Job:
Set out every line of the listing below as a JSON list of strings, one string per line, with blank lines dropped and the pictures left out.

■ ■ ■ ■

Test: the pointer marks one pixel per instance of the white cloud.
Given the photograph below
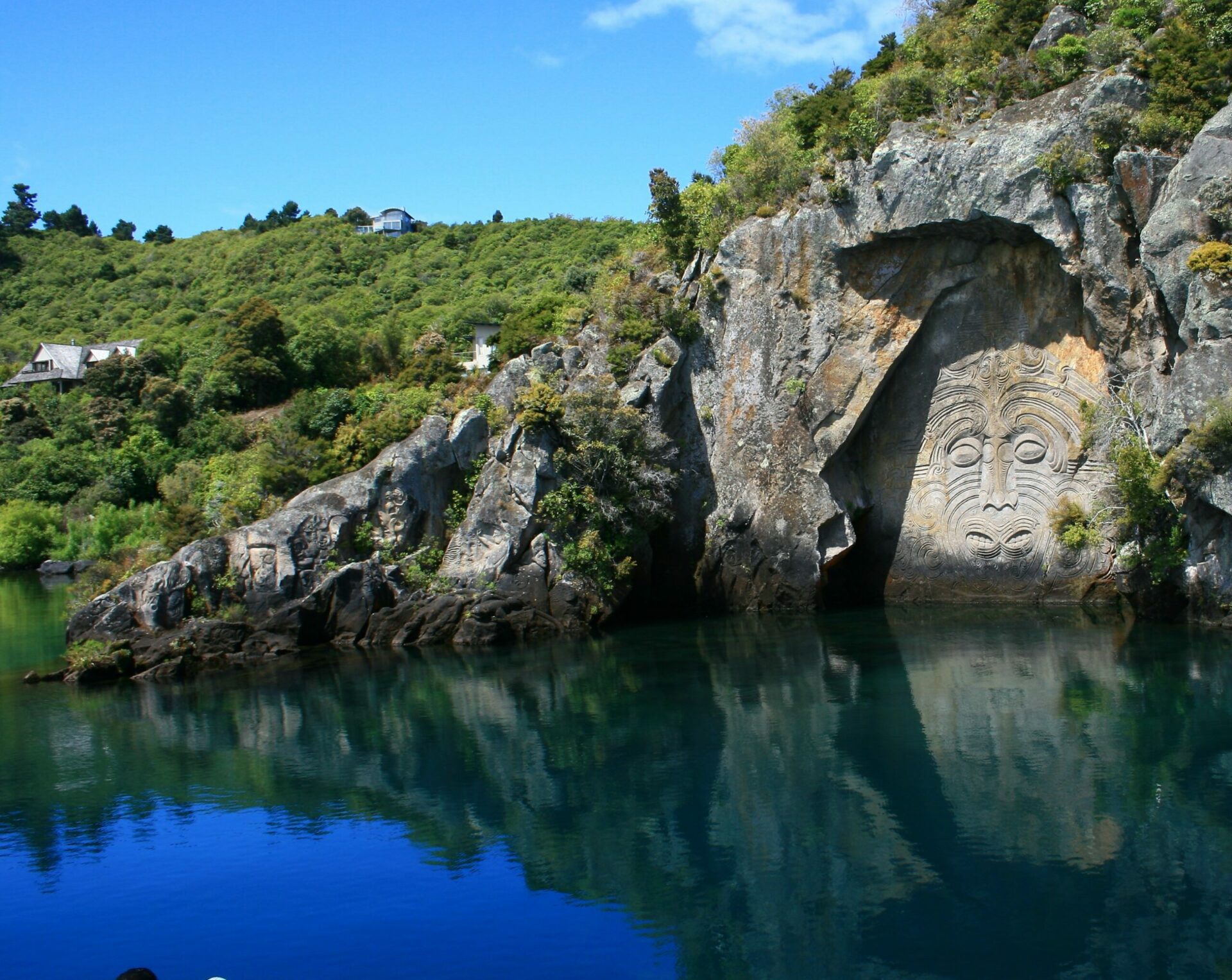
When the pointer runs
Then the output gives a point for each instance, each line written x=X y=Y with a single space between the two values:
x=758 y=32
x=542 y=58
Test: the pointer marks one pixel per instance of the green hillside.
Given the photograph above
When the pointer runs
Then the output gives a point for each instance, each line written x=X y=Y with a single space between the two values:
x=271 y=360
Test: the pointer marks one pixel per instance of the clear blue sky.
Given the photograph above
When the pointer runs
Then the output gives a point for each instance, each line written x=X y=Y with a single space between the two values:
x=193 y=114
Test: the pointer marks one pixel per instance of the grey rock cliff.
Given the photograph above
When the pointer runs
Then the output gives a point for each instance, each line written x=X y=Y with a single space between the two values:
x=886 y=399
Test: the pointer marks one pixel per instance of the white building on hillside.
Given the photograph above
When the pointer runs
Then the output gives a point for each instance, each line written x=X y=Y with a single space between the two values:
x=392 y=222
x=482 y=349
x=65 y=364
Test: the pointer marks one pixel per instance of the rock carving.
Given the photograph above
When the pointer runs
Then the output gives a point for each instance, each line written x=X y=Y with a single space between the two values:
x=1002 y=447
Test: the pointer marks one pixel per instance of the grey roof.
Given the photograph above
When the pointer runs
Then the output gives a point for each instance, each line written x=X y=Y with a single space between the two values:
x=71 y=360
x=69 y=357
x=30 y=377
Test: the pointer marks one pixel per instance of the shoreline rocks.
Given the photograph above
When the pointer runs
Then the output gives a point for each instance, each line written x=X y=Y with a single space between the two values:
x=802 y=418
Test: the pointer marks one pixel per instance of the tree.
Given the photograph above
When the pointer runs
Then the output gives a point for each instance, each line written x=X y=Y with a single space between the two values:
x=324 y=354
x=73 y=219
x=119 y=376
x=667 y=212
x=20 y=215
x=884 y=60
x=250 y=373
x=169 y=404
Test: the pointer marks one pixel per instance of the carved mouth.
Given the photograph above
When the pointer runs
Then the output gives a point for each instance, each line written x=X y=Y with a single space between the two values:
x=1016 y=544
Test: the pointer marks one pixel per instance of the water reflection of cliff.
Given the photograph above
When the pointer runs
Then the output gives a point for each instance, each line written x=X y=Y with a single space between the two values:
x=916 y=795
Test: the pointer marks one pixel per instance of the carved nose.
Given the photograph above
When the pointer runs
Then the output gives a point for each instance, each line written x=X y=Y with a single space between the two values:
x=998 y=490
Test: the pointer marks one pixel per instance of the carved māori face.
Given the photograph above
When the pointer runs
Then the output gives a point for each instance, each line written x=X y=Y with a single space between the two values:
x=1001 y=449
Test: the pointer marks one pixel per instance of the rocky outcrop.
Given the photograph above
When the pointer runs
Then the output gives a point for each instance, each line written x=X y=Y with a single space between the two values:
x=934 y=252
x=887 y=397
x=398 y=499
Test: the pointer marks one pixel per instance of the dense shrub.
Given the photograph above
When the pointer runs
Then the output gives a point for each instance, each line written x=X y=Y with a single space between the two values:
x=1213 y=259
x=29 y=531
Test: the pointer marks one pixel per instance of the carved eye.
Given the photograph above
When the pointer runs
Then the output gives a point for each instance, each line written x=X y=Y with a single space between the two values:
x=1029 y=449
x=966 y=452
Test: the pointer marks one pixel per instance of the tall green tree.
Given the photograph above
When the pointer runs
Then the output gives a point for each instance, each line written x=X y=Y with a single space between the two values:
x=73 y=219
x=253 y=368
x=20 y=215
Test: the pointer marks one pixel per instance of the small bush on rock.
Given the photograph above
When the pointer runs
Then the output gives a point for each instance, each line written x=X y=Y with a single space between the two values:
x=1074 y=526
x=615 y=487
x=1204 y=451
x=1217 y=200
x=539 y=406
x=1213 y=259
x=1066 y=163
x=1065 y=61
x=1111 y=127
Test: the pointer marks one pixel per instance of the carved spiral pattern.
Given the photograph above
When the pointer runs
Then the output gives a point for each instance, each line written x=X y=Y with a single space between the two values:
x=1001 y=449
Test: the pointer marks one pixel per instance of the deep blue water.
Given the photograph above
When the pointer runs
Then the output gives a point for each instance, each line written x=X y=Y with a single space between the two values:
x=902 y=793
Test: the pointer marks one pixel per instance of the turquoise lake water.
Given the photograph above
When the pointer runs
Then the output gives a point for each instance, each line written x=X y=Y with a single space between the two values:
x=902 y=793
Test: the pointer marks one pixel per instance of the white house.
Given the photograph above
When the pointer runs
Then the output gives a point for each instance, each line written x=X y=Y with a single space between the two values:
x=482 y=348
x=392 y=222
x=67 y=364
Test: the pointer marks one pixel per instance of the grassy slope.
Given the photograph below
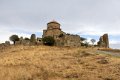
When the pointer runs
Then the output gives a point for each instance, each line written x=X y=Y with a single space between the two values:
x=55 y=63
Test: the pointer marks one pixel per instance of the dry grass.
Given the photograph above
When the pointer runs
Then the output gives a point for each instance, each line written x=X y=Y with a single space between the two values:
x=56 y=63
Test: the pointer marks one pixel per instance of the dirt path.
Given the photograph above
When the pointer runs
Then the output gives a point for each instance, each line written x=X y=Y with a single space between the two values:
x=116 y=54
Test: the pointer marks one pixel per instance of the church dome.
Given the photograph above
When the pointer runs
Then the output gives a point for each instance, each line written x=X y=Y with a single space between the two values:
x=53 y=21
x=53 y=25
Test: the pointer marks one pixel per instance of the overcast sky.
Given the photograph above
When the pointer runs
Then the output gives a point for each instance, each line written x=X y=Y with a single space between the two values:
x=88 y=18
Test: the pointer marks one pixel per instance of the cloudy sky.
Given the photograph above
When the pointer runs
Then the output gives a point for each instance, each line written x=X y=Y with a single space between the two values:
x=87 y=18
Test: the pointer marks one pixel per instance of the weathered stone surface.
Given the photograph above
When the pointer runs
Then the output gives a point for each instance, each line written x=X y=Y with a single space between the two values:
x=104 y=41
x=61 y=38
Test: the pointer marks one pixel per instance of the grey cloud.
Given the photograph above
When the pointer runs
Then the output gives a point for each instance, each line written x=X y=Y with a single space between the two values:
x=74 y=15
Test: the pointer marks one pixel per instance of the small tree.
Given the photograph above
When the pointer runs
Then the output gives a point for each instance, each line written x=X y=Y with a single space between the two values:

■ ■ ■ ■

The output:
[
  "Test: the pointer marks one pixel per instance of the white cloud.",
  "Given the photograph below",
  "When the pointer runs",
  "Then the output gives a point for each instance, each line written x=X y=Y with a single space between the two values:",
  "x=758 y=32",
  "x=542 y=58",
  "Test: the pointer marks one pixel per instance of the green hillside.",
  "Given the photograph above",
  "When the pointer runs",
  "Then the output gives a point for each instance, each line written x=X y=Y with a single space between the two values:",
  "x=271 y=360",
  "Test: the pointer marks one pixel per instance of the clear blue sky.",
  "Given the photograph above",
  "When the pointer runs",
  "Then the output gives a point for each instance, each line written x=X y=Y with a single space between the two values:",
  "x=193 y=114",
  "Test: the pointer marks one pixel per instance of the grey rock cliff.",
  "Given the photograph above",
  "When the pointer runs",
  "Then the output gives a point for each instance, each line written x=X y=Y with a single space between the two values:",
  "x=886 y=399",
  "Test: the pointer marks one pixel per instance of the white building on hillside.",
  "Given the photograph above",
  "When the pointer runs",
  "Then the output gives a point for each instance, each line written x=X y=Y with a single space between the two values:",
  "x=392 y=222",
  "x=482 y=349",
  "x=65 y=364",
  "Test: the pointer marks one pixel per instance of the rock carving.",
  "Given the photograph above",
  "When the pointer runs",
  "Then the output gives a point for each instance, each line written x=X y=Y with a single space between the two values:",
  "x=1002 y=447",
  "Test: the pointer marks one pixel per instance of the grey roof.",
  "Given the photograph above",
  "When the pointer runs",
  "Then the output gives a point for each instance, each line written x=X y=Y with a single space between the two values:",
  "x=71 y=360",
  "x=69 y=357",
  "x=30 y=377",
  "Test: the pointer marks one pixel per instance of the shoreline rocks.",
  "Given the photograph above",
  "When the pointer runs",
  "Then the output gives a point for each instance, each line written x=X y=Y with a single space between the two values:",
  "x=802 y=418",
  "Test: the pointer marks one pixel per instance of the tree.",
  "Given the photograph above",
  "When the pointer runs",
  "Then the output gives a point for each instance, each line written x=X y=Y with a single space between the two values:",
  "x=324 y=354",
  "x=73 y=219",
  "x=119 y=376",
  "x=667 y=212",
  "x=20 y=215",
  "x=884 y=60",
  "x=250 y=373",
  "x=169 y=404",
  "Test: the pointer marks one pixel per instance of the carved mouth.",
  "Given the photograph above",
  "When the pointer runs",
  "Then the output gives a point for each instance, each line written x=X y=Y with a single space between the two values:",
  "x=1016 y=544",
  "Test: the pointer marks one pixel per instance of the water reflection of cliff.",
  "Given the photograph above",
  "When the pointer runs",
  "Then the output gives a point for each instance, each line written x=X y=Y with a single space between the two values:",
  "x=916 y=795",
  "Test: the pointer marks one pixel per instance of the carved nose.",
  "Given the photograph above",
  "When the pointer runs",
  "Then the output gives a point for each instance, each line written x=X y=Y with a single space between the two values:",
  "x=998 y=490",
  "Test: the pointer marks one pixel per instance of the carved māori face.",
  "Given the photograph above",
  "When the pointer runs",
  "Then the output gives a point for each instance, each line written x=X y=Y with a single space between the two values:",
  "x=1001 y=449",
  "Test: the pointer marks one pixel per instance of the rocky outcrop.",
  "Given the photograph above",
  "When the pointer runs",
  "Then the output gives a point for each instance, each line written x=X y=Y with a single space between the two values:",
  "x=934 y=252",
  "x=887 y=397",
  "x=398 y=499",
  "Test: the pointer marks one pixel per instance of the dense shrub.",
  "Given the photograph above",
  "When the pointer runs",
  "Then the output gives a point for each instance, each line written x=X y=Y with a single space between the two values:",
  "x=1213 y=259",
  "x=29 y=531",
  "Test: the pointer marks one pixel per instance of the carved eye.",
  "Given the photograph above",
  "When the pointer runs",
  "Then the output gives a point for each instance, each line written x=X y=Y with a single space between the two values:",
  "x=1029 y=449",
  "x=966 y=452",
  "Test: the pointer marks one pixel per instance of the tall green tree.",
  "Given the photograph above",
  "When the pointer runs",
  "Then the output gives a point for each instance, each line written x=X y=Y with a single space between the two values:",
  "x=73 y=219",
  "x=253 y=368",
  "x=20 y=215",
  "Test: the pointer marks one pixel per instance of the small bush on rock.",
  "Given the photograph above",
  "When the pointer runs",
  "Then the output gives a point for each instance, each line written x=X y=Y with a single space between the two values:",
  "x=1074 y=526",
  "x=615 y=487",
  "x=1204 y=451",
  "x=1217 y=200",
  "x=539 y=406",
  "x=1213 y=259",
  "x=1066 y=163",
  "x=1065 y=61",
  "x=1111 y=127",
  "Test: the pointer marks one pixel per instance of the carved spiral pattern.",
  "Given the photograph above",
  "When the pointer runs",
  "Then the output gives a point for each instance, each line written x=X y=Y with a single space between the two values:",
  "x=1001 y=449",
  "Test: the pointer marks one pixel per instance of the deep blue water.",
  "Given the photograph above",
  "When the pointer runs",
  "Then the output gives a point for each instance, each line written x=X y=Y with a single space between the two values:",
  "x=902 y=793",
  "Test: the pointer marks one pixel per instance of the turquoise lake water.",
  "Given the photograph above",
  "When the pointer runs",
  "Then the output gives a point for each instance, each line written x=X y=Y with a single space between the two values:",
  "x=902 y=793",
  "Test: the pointer marks one pixel per instance of the white house.",
  "Given the photograph above",
  "When the pointer runs",
  "Then the output gives a point for each instance, each line written x=X y=Y with a single space between the two values:",
  "x=482 y=348",
  "x=392 y=222",
  "x=67 y=364",
  "Test: the pointer marks one pixel per instance of the grassy slope.",
  "Given the photograph below",
  "When the pointer runs",
  "Then the output gives a point for each instance, each line written x=X y=Y with a single space between the two values:",
  "x=55 y=63",
  "Test: the pointer marks one pixel per instance of the dry grass.",
  "Given the photograph above",
  "When the pointer runs",
  "Then the output gives a point for each instance, each line written x=X y=Y with a single space between the two values:",
  "x=56 y=63",
  "Test: the pointer marks one pixel per instance of the dirt path.",
  "Given the photograph above",
  "When the pointer runs",
  "Then the output gives a point for each instance, each line written x=X y=Y with a single space between the two values:",
  "x=116 y=54",
  "Test: the pointer marks one pixel per instance of the church dome.",
  "Given the photograph above",
  "When the pointer runs",
  "Then the output gives a point for each instance, each line written x=X y=Y with a single space between the two values:",
  "x=53 y=21",
  "x=53 y=25",
  "Test: the pointer marks one pixel per instance of the overcast sky.",
  "Given the photograph above",
  "When the pointer runs",
  "Then the output gives a point for each instance, each line written x=X y=Y with a single space between the two values:",
  "x=88 y=18",
  "Test: the pointer marks one pixel per instance of the cloudy sky.",
  "Given the photograph above",
  "When the pointer runs",
  "Then the output gives a point for each instance, each line written x=X y=Y with a single space between the two values:",
  "x=87 y=18",
  "Test: the pointer marks one pixel per instance of the weathered stone surface.",
  "Given the photograph above",
  "When the pointer runs",
  "Then the output gives a point for each instance, each line written x=X y=Y with a single space between the two values:",
  "x=104 y=41",
  "x=61 y=38",
  "Test: the pointer marks one pixel per instance of the grey cloud.",
  "Given the photograph above",
  "When the pointer runs",
  "Then the output gives a point for each instance, each line written x=X y=Y with a single space between the two values:",
  "x=74 y=15",
  "Test: the pointer marks one pixel per instance of the small tree.",
  "Given the photograph above",
  "When the pointer runs",
  "Then the output gives a point for each instance, each line written x=X y=Y with a single space between the two values:"
]